▶ [Stated goal]: Find the line that contains "If you could identify the foggy" and print it and every line after it, exactly, please.

▶ [Dataset records]:
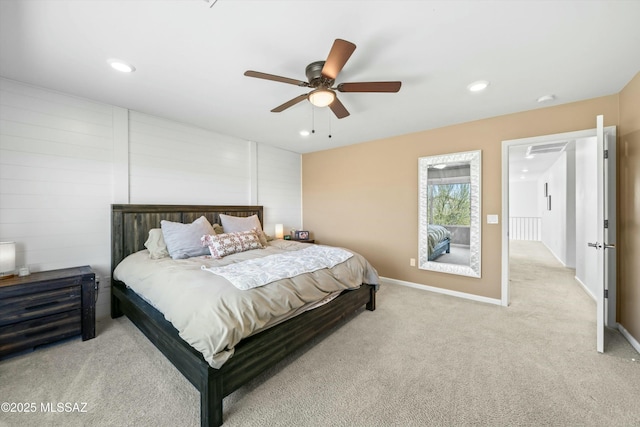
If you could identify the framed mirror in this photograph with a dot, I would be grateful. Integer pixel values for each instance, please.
(449, 213)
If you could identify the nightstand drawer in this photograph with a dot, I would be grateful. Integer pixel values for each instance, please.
(39, 331)
(41, 304)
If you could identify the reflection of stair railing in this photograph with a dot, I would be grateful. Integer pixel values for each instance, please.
(525, 228)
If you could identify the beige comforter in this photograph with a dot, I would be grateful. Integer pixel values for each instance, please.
(212, 315)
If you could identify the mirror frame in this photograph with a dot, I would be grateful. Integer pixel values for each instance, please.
(475, 249)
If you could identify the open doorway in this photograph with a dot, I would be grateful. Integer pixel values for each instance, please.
(553, 200)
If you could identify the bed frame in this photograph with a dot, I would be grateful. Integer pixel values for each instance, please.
(130, 227)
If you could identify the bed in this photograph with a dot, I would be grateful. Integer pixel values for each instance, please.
(439, 241)
(130, 229)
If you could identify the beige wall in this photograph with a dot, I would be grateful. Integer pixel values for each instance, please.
(365, 196)
(629, 208)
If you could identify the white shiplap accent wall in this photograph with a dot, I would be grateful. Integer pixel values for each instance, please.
(64, 160)
(279, 188)
(55, 178)
(173, 163)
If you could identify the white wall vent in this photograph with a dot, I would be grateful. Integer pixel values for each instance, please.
(554, 147)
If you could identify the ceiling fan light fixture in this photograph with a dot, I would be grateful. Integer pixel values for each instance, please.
(478, 86)
(322, 97)
(121, 66)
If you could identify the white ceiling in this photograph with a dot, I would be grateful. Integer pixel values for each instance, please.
(190, 59)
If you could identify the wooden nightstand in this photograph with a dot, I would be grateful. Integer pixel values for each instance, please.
(45, 307)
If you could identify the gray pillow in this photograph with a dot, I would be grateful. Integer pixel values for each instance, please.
(183, 240)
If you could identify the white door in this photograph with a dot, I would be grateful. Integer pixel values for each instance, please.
(605, 244)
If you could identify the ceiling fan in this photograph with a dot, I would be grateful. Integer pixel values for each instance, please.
(322, 75)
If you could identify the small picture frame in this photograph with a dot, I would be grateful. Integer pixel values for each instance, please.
(301, 235)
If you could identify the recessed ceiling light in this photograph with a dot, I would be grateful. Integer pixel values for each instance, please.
(122, 66)
(478, 86)
(547, 98)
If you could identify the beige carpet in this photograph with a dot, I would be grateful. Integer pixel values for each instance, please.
(420, 359)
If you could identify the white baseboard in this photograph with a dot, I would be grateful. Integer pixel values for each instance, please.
(634, 343)
(586, 289)
(442, 291)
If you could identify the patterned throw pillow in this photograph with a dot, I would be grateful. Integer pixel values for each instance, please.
(232, 224)
(221, 245)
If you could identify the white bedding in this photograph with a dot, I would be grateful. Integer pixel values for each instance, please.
(256, 272)
(212, 315)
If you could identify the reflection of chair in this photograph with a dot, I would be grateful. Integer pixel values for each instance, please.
(443, 246)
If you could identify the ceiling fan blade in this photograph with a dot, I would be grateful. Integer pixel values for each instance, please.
(275, 78)
(289, 103)
(338, 109)
(369, 87)
(338, 56)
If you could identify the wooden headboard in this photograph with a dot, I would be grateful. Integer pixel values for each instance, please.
(130, 224)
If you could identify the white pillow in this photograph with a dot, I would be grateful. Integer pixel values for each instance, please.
(231, 224)
(156, 245)
(183, 240)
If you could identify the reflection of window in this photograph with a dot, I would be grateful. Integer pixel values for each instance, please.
(449, 204)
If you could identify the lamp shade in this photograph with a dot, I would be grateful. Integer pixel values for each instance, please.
(322, 97)
(279, 231)
(7, 258)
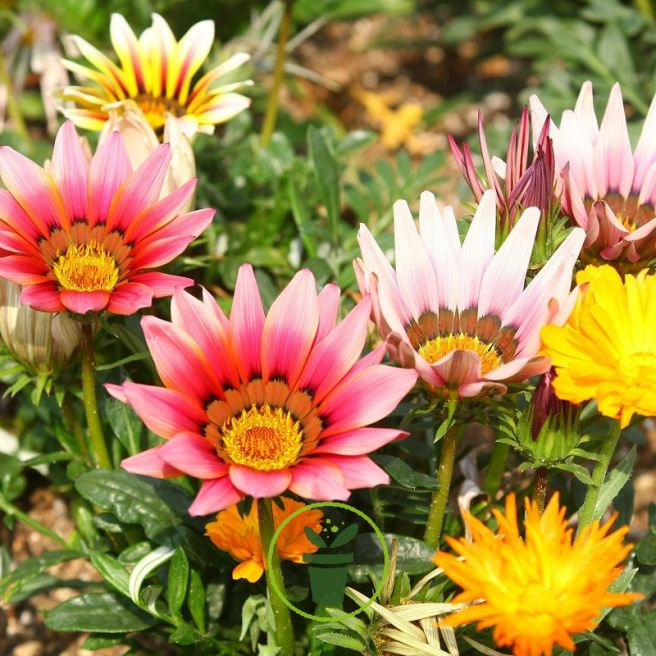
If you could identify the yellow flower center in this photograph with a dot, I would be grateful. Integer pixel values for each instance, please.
(435, 349)
(86, 268)
(262, 438)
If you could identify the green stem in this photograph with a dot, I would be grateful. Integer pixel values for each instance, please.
(540, 487)
(272, 105)
(284, 632)
(100, 453)
(495, 468)
(9, 508)
(73, 426)
(441, 495)
(586, 514)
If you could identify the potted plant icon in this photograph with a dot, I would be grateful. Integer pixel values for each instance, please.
(328, 570)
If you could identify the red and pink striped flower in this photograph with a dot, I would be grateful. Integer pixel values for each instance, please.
(607, 189)
(459, 314)
(81, 235)
(259, 404)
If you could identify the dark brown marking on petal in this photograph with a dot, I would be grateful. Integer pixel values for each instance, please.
(488, 327)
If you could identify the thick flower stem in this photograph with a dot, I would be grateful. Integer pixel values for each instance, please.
(272, 105)
(540, 487)
(495, 468)
(98, 446)
(586, 513)
(284, 631)
(441, 495)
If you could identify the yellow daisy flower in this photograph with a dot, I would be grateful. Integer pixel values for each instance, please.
(155, 74)
(538, 591)
(607, 350)
(240, 536)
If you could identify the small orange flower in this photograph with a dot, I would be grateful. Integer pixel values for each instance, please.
(240, 536)
(537, 591)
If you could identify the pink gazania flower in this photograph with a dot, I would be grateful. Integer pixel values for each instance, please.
(459, 314)
(257, 405)
(80, 236)
(517, 184)
(606, 188)
(155, 74)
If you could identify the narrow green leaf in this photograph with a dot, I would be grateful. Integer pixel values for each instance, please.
(178, 580)
(98, 612)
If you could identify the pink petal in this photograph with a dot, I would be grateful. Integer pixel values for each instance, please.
(359, 441)
(70, 172)
(319, 479)
(194, 456)
(414, 272)
(332, 358)
(246, 324)
(164, 411)
(214, 496)
(289, 329)
(140, 190)
(109, 169)
(161, 284)
(365, 397)
(359, 471)
(150, 463)
(44, 297)
(181, 364)
(129, 298)
(83, 302)
(260, 484)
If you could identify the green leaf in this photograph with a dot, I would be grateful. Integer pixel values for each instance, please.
(126, 424)
(157, 505)
(31, 568)
(614, 483)
(111, 570)
(178, 579)
(196, 600)
(342, 640)
(327, 177)
(98, 612)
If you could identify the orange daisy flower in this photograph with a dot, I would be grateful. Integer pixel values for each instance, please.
(240, 536)
(538, 591)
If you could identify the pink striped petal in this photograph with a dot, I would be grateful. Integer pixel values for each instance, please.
(162, 284)
(332, 358)
(359, 471)
(357, 401)
(181, 364)
(83, 302)
(260, 484)
(194, 456)
(34, 189)
(150, 463)
(44, 297)
(358, 442)
(289, 329)
(70, 172)
(613, 157)
(214, 496)
(477, 251)
(164, 411)
(140, 190)
(319, 479)
(109, 169)
(504, 277)
(246, 324)
(414, 272)
(199, 320)
(130, 297)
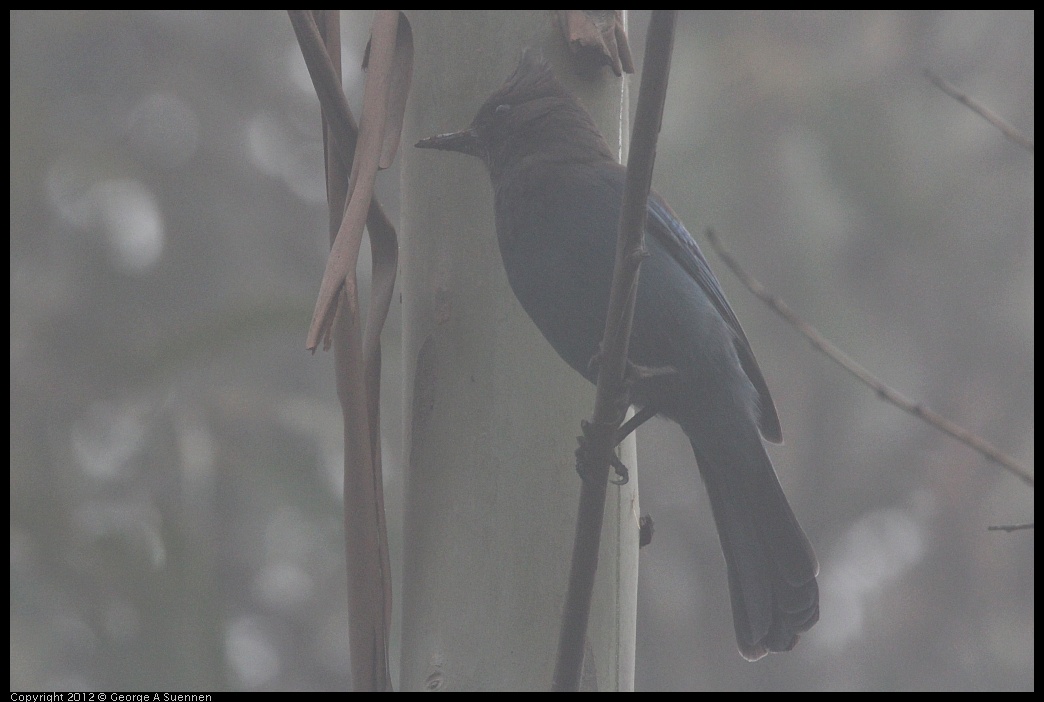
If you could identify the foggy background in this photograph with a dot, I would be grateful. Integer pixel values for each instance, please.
(176, 454)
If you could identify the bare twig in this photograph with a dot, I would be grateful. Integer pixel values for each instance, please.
(893, 396)
(357, 361)
(987, 114)
(1010, 528)
(597, 444)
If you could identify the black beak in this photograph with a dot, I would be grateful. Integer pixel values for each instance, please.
(465, 142)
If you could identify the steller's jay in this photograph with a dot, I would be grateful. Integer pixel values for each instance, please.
(556, 200)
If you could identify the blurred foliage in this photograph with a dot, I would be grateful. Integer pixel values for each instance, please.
(175, 453)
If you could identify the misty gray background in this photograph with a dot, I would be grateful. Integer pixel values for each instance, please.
(175, 453)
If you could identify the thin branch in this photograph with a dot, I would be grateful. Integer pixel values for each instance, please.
(893, 396)
(987, 114)
(1010, 528)
(597, 445)
(357, 364)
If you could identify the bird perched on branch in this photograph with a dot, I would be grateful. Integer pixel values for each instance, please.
(558, 194)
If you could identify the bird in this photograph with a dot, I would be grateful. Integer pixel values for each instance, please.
(558, 193)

▶ [Problem solution]:
If you could identify the foggy background in this photograph with a dot, I would be grateful. Integer pixel values for each instance, please.
(176, 454)
If you could identify the bare twig in this photograph with a dot, I would be grateful. Integer pixel values for each instance, please.
(893, 396)
(357, 361)
(987, 114)
(1010, 528)
(597, 444)
If you could identify the black beak in this photograph with a dot, I would be grateful. Integer pixel values for each instance, please.
(465, 142)
If you could identify the steller's jay in this photograph with a dot, I would be grateful. Integer pixel values for each instance, please.
(556, 200)
If you could identify the blurred foliage in this photograph with a dot, I would be grateful. Integer pixel values for each instance, please.
(175, 453)
If you could identify the misty gray background in this photograph with a dot, I would be grateful. Integer pixel values for each instance, please.
(175, 453)
If you could identify the thin branch in this photograph with a dot, I would be grateful. Integer pixel values for each instance, please.
(893, 396)
(987, 114)
(1010, 528)
(597, 445)
(357, 364)
If you could identify the bird perched on branch in this photograph with a dot, I would be grateful. Integer pixel values for each instance, please.
(558, 194)
If you could identify the bird in this photograph with a dot, I would be grateful. Integer pixel values for each instance, please.
(558, 193)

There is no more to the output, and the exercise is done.